◆ **Tasks to complete**:
**A.** From the Army Museum text, write out the passage that begins at the words "In March 1878, the" and stops after "Second World War.".
**B.** According to the Army Museum text, in what year was the Musée de l'artillerie moved into the Hôtel des Invalides?

◆ **Source text**:
········
The Musée de l'Armée (; "Army Museum") is a national military museum of France located at Les Invalides in the 7th arrondissement of Paris. It is served by Paris Métro stations Invalides, Varenne and La Tour-Maubourg

The Musée de l'Armée was created in 1905 with the merger of the Musée d'Artillerie and the Musée Historique de l'Armée. The museum's seven main spaces and departments contain collections that span the period from antiquity through the 20th century.

History
The Musée de l'Armée was created in 1905 with the merger of the Musée d'Artillerie and the Musée Historique de l'Armée. The Musée de l'artillerie (Museum of Artillery – "artillerie" meaning all things related to weapons) was founded in 1795 in the aftermath of the French Revolution, and expanded under Napoleon. It was moved into the Hôtel des Invalides in 1871, immediately following the Franco-Prussian War and the proclamation of the Third Republic. Another institution called the Musée historique de l'Armée (Historical Museum of the Army) was created in 1896 following the Paris World Fair. The two institutions merged in 1905 within the space of the former Musée de l'Artillerie. Today, it holds 500,000 artifacts, including weapons, armour, artillery, uniforms, emblems and paintings, exhibited in an area of 12,000 m2. The permanent collections are organised into "historical collections", representing a chronological tour from ancient times through the end of World War II.

In March 1878, the museum hosted an "ethnographic exhibition", as it was called, which represented the main "types" of Oceania, America, Asia and Africa. Dummies representing people from the colonies, along with weapons and equipment, were the main attraction. The exhibit, organised by Colonel Le Clerc, attempted to demonstrate theories of unilineal evolution, putting the European man at the apex of human history. Parts of this collection began to be transferred to the Ethnographic Museum of the Trocadéro in 1910 and in 1917; the last colonial rooms were closed just after the 1931 Paris Colonial Exhibition. All remnants were transferred after the Second World War.
········
Stored dataset items

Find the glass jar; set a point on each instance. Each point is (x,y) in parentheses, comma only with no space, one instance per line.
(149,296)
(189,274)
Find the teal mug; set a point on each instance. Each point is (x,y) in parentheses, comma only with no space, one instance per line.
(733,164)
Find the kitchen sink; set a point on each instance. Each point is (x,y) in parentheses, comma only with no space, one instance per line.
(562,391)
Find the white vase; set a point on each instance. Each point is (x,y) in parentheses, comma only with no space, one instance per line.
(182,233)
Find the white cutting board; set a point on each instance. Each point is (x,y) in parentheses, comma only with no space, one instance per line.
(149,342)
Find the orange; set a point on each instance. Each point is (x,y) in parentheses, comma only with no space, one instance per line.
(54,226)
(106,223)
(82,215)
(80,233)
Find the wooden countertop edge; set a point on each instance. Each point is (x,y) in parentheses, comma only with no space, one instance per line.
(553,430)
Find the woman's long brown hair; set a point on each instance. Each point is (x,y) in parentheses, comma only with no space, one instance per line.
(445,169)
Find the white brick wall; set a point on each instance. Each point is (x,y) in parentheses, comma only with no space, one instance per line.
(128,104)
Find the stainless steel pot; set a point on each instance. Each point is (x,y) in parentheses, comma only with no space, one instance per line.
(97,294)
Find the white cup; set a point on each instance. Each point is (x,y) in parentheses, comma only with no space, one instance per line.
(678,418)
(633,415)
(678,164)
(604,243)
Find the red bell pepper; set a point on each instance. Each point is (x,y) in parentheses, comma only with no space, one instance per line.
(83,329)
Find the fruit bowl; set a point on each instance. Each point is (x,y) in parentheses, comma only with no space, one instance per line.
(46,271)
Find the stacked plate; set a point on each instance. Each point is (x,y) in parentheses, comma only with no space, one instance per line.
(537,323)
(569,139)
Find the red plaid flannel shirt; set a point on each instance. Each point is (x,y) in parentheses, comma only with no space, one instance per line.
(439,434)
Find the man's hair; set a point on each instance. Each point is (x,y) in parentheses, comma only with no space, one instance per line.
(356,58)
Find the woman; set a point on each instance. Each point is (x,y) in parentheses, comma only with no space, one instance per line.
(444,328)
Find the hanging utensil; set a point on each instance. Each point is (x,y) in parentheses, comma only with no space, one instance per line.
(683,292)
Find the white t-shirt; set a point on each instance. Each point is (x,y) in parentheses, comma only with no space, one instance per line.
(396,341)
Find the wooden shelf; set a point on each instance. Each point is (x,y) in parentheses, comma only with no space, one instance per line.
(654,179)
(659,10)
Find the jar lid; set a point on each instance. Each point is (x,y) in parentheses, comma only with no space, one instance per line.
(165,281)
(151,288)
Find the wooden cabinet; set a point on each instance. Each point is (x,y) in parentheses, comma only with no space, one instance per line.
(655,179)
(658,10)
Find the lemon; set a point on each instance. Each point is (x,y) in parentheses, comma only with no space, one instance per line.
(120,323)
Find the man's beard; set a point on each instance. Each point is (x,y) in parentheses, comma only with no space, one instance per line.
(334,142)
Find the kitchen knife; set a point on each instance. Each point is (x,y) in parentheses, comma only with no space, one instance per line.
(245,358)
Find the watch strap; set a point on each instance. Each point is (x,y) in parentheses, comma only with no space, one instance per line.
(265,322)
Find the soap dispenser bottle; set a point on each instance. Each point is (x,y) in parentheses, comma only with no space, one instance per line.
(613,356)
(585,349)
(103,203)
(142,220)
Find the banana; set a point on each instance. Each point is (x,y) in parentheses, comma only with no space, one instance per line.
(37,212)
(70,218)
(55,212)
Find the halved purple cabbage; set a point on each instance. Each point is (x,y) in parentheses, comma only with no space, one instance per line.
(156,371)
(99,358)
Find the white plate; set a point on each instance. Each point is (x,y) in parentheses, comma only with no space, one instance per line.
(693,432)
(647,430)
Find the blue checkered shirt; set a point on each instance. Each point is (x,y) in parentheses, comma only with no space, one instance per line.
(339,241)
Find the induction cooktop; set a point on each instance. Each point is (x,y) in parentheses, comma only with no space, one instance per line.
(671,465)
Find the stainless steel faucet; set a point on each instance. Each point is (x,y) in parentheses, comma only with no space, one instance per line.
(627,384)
········
◆ **Answers to each task**:
**A.**
In March 1878, the museum hosted an "ethnographic exhibition", as it was called, which represented the main "types" of Oceania, America, Asia and Africa. Dummies representing people from the colonies, along with weapons and equipment, were the main attraction. The exhibit, organised by Colonel Le Clerc, attempted to demonstrate theories of unilineal evolution, putting the European man at the apex of human history. Parts of this collection began to be transferred to the Ethnographic Museum of the Trocadéro in 1910 and in 1917; the last colonial rooms were closed just after the 1931 Paris Colonial Exhibition. All remnants were transferred after the Second World War.

**B.** 1871